• Source text:
######

The Tur in Orach Chaim siman 668, when dealing with the issue of sitting in a succah on Shmini Atzeres outside of Eretz Yisroel out of doubt, brings a Rosh who explains the reason why sitting there is not a blatant bal tosef considering the Shmini Atzeres point of view, is because it is common for people to sit in shady booths anyway this time of year, so there is no reason to assume someone is sitting there specifically for the mitzvah. His words read:

"ולא שייך בישיבתו בה לומר היאך נעשנו חול שכך דרך בני אדם לפעמים לישב בצל סוכה אפילו שלא לשם מצוה".

However, the Tur in the very beginning of hilchos succah, siman 625, also asked why do we sit in succos in the fall and not the spring when we actually left Egypt? The answer given is that people normally sit in booths in the springtime so our sitting there would not be apparent as done for a mitzvah. We therefore wait until the fall when everyone leaves their booths and goes into their houses, whereupon we go sit in booths when nobody else does, to show it is only for the mitzvah. His words again:

"ואף על פי שהוציאנו ממצרים בחודש ניסן לא צונו לעשות סוכה באותו הזמן לפי שהוא ימות הקיץ ודרך כל אדם לעשות סוכה לצל ולא היתה ניכרת עשייתנו בהם שהם במצות הבורא יתברך ולכן צוה אותנו שנעשה סוכות בחודש השביעי שהוא זמן הגשמים ודרך כל אדם לצאת מסוכתו ולישב בביתו ואנחנו יוצאים מן הבית לישב בסוכה בזה יראה לכל שמצות המלך היא עלינו לעשותה".

######

• Record list:
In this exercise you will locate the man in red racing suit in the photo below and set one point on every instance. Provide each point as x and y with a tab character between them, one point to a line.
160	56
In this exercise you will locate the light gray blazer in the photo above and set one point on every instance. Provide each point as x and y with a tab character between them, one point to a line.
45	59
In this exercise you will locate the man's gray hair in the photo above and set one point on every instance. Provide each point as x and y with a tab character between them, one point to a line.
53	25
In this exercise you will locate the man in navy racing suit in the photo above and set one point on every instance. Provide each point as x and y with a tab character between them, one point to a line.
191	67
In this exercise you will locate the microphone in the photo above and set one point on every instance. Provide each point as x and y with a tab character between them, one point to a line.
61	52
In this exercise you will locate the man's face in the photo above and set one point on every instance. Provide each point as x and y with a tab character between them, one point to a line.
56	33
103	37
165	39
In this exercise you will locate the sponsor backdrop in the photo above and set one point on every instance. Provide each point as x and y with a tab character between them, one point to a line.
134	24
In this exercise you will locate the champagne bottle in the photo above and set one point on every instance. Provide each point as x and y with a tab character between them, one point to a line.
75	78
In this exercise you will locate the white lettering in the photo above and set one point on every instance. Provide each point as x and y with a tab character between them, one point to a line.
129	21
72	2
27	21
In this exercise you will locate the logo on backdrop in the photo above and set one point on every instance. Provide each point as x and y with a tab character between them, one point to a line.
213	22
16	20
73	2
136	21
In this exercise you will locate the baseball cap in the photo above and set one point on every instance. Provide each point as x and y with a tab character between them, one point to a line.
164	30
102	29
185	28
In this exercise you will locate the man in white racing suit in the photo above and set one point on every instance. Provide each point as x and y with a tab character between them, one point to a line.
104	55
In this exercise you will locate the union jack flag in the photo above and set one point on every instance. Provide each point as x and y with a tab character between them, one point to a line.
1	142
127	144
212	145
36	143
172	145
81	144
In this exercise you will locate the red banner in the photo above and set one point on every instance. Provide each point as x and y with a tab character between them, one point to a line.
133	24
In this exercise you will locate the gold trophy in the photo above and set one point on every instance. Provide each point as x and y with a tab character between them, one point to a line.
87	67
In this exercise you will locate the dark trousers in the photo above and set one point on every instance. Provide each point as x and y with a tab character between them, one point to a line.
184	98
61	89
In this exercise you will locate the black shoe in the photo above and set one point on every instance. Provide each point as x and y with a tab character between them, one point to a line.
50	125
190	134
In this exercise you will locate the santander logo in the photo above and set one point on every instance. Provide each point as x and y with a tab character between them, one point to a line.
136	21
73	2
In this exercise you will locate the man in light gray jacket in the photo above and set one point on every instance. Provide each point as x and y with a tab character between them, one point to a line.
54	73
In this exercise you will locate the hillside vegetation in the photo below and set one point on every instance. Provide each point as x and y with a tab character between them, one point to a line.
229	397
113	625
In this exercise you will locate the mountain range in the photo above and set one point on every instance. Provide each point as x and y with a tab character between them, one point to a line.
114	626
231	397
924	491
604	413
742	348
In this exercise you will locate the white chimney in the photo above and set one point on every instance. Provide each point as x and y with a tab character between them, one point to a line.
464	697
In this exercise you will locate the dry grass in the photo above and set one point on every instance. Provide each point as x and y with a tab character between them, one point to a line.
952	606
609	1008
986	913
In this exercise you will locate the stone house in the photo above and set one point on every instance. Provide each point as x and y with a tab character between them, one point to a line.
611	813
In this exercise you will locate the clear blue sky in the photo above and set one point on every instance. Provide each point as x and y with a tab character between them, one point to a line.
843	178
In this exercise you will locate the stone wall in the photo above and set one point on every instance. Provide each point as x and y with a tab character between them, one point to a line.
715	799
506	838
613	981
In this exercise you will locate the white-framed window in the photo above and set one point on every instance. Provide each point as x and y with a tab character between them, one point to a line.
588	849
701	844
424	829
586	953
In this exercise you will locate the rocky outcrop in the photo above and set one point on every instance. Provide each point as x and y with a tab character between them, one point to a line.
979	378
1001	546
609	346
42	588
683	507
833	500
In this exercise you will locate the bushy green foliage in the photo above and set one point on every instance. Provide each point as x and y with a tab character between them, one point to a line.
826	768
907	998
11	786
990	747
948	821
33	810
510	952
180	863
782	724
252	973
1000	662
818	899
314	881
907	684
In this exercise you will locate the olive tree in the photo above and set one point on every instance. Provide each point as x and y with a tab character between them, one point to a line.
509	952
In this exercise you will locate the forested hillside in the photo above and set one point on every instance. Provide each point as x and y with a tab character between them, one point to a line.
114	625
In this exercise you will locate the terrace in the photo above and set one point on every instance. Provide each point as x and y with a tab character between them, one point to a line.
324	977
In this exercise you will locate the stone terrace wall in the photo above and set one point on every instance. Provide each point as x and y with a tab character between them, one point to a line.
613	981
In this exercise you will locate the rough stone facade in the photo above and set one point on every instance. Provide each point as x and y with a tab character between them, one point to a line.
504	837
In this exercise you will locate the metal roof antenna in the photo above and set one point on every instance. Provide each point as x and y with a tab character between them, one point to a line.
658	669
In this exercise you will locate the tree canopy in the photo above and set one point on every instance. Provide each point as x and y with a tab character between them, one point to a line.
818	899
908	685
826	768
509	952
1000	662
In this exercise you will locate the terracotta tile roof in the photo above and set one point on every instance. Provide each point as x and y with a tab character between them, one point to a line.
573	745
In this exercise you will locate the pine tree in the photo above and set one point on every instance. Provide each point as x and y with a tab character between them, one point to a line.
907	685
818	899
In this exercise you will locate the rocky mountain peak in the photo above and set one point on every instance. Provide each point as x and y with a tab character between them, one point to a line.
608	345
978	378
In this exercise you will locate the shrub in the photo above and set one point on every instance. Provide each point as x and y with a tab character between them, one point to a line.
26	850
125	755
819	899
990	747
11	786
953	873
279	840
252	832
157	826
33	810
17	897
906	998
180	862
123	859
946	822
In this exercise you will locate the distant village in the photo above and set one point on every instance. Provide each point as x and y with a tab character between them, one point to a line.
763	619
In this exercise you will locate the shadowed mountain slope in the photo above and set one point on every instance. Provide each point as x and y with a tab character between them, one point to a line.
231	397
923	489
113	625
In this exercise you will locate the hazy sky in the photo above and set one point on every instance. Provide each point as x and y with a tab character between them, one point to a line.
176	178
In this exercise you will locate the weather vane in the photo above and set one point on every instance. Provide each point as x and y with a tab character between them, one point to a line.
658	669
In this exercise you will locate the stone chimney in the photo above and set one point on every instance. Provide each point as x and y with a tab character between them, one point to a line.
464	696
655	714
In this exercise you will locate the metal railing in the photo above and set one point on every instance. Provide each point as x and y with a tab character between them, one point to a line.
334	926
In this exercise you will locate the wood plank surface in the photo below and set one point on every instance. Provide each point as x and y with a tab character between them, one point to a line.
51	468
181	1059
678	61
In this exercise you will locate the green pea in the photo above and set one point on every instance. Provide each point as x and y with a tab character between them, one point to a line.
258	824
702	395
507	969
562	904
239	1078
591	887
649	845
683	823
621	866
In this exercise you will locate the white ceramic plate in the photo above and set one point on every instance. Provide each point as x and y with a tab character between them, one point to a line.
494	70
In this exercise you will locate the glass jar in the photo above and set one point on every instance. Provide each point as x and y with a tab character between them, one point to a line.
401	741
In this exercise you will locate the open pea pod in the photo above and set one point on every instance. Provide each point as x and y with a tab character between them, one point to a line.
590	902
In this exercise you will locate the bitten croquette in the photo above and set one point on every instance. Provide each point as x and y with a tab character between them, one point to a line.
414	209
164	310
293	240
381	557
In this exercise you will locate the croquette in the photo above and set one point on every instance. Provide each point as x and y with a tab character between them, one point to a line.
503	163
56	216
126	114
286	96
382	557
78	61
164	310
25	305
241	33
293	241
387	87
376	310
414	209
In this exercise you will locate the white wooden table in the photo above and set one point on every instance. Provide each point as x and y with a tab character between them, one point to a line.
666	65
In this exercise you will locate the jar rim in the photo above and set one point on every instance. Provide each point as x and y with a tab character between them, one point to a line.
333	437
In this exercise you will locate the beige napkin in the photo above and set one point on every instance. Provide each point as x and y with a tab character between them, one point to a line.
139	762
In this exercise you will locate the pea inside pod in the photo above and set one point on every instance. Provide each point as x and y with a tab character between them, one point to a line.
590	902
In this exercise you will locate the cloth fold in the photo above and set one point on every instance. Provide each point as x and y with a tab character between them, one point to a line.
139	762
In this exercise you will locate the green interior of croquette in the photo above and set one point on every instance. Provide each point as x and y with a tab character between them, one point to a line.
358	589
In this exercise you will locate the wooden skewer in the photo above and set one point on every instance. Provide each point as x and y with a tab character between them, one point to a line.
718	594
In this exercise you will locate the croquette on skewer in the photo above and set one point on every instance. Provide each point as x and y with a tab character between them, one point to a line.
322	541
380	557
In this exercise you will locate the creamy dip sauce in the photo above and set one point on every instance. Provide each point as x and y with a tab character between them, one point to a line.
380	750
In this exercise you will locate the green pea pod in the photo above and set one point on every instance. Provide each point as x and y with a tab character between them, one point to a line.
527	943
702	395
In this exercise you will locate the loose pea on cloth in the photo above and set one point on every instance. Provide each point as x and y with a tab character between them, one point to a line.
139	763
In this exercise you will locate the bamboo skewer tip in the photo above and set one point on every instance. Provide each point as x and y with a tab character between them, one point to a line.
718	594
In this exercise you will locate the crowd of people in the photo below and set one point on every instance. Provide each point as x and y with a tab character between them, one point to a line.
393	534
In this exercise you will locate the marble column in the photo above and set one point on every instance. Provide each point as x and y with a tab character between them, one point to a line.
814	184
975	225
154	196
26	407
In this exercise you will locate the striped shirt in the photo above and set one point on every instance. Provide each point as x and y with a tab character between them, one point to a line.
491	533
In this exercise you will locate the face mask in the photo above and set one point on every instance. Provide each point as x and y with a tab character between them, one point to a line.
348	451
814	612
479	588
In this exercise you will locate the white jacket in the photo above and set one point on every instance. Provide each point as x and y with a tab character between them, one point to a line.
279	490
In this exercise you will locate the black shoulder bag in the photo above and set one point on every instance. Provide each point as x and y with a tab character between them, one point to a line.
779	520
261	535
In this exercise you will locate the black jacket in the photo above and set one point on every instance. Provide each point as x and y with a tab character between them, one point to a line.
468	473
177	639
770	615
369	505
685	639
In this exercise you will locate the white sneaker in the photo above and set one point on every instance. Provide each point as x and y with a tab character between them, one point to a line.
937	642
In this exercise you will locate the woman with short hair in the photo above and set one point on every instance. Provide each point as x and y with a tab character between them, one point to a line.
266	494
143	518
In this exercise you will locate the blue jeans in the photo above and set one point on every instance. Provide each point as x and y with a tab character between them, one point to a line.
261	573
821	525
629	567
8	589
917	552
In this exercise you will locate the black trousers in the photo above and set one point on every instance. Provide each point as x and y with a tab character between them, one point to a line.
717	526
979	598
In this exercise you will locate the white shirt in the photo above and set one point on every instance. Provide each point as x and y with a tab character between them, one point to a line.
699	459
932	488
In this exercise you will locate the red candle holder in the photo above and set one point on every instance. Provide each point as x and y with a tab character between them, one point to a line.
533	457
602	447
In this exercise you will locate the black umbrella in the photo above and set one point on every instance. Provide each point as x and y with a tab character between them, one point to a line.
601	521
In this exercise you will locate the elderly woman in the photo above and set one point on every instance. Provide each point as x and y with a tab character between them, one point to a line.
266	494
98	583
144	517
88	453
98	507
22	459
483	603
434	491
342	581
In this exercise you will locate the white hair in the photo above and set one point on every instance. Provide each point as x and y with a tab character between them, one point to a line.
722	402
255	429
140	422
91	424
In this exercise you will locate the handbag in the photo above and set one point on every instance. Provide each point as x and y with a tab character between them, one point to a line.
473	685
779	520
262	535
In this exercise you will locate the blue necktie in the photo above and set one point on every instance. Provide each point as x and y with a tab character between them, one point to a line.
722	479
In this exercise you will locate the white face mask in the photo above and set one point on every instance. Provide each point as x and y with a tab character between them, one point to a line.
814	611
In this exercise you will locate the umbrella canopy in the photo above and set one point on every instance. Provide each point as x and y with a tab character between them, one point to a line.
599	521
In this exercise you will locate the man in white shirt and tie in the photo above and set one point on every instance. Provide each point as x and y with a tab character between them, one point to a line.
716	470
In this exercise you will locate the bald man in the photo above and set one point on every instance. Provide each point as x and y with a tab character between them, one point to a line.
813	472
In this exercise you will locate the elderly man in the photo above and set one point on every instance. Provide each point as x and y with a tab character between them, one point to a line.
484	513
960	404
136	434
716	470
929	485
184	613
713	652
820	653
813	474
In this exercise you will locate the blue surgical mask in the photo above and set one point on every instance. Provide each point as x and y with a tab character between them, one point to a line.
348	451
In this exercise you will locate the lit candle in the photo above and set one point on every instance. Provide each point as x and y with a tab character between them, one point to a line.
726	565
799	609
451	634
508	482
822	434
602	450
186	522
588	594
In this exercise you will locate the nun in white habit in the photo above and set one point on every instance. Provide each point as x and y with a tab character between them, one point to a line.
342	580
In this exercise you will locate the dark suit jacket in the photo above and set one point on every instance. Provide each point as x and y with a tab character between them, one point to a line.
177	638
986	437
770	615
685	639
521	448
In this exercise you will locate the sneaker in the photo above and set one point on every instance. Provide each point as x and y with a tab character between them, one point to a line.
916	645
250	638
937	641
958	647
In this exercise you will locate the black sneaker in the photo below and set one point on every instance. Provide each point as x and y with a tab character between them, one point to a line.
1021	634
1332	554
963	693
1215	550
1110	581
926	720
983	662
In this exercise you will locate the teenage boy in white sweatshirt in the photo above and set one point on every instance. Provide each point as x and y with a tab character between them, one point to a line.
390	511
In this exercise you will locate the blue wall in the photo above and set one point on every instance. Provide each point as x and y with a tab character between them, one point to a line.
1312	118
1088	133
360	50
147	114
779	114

######

• Goals:
1. Pull out each line of the listing that contains the string "rocky", matching its case exactly.
2. Carry the passage about the Tur's reasons for sitting in a succah forward from its final quotation.
The passage on the Tur and the listing have nothing to do with each other.

• Answers per task:
1.
In this exercise you will locate the rocky outcrop in the photo above and set one point on every instance. Provide each point as x and y with a tab character between them, one point to a line.
In this exercise you will locate the rocky mountain peak in the photo above and set one point on every instance. Provide each point as x and y with a tab character between them, one point to a line.

2.
How do these two statements coexist?


3 Answers 3


The way I understood the Tur is that its not about the weather. The weather in Tishrai and Nissan are around the same. The issue is the BUILDING of the Sukka. People generally do not buy patio furniture to sit outside in the fall. You generally build your outdoor huts in the spring because the spring is the start of good weather. The fall is the end of it so why would you take the time to build it in the Fall?

Both statements easily coexist because the statement of the bal tosef is just about sitting, not building.

  • +1 That is a very nice pshat! Of course the words ואנחנו יוצאים מן הבית לישב בסוכה become slightly complicated, but they are easily answerable. Thank you.
    – user6591
    Oct 8, 2015 at 18:28
  • 1
    Ed Rosenberg, welcome to Mi Yodeya, and thanks very much for posting this interesting and compelling interpretation! I look forward to seeing you around. I hope you'll look around and find other content of interest, perhaps starting with our other tur questions.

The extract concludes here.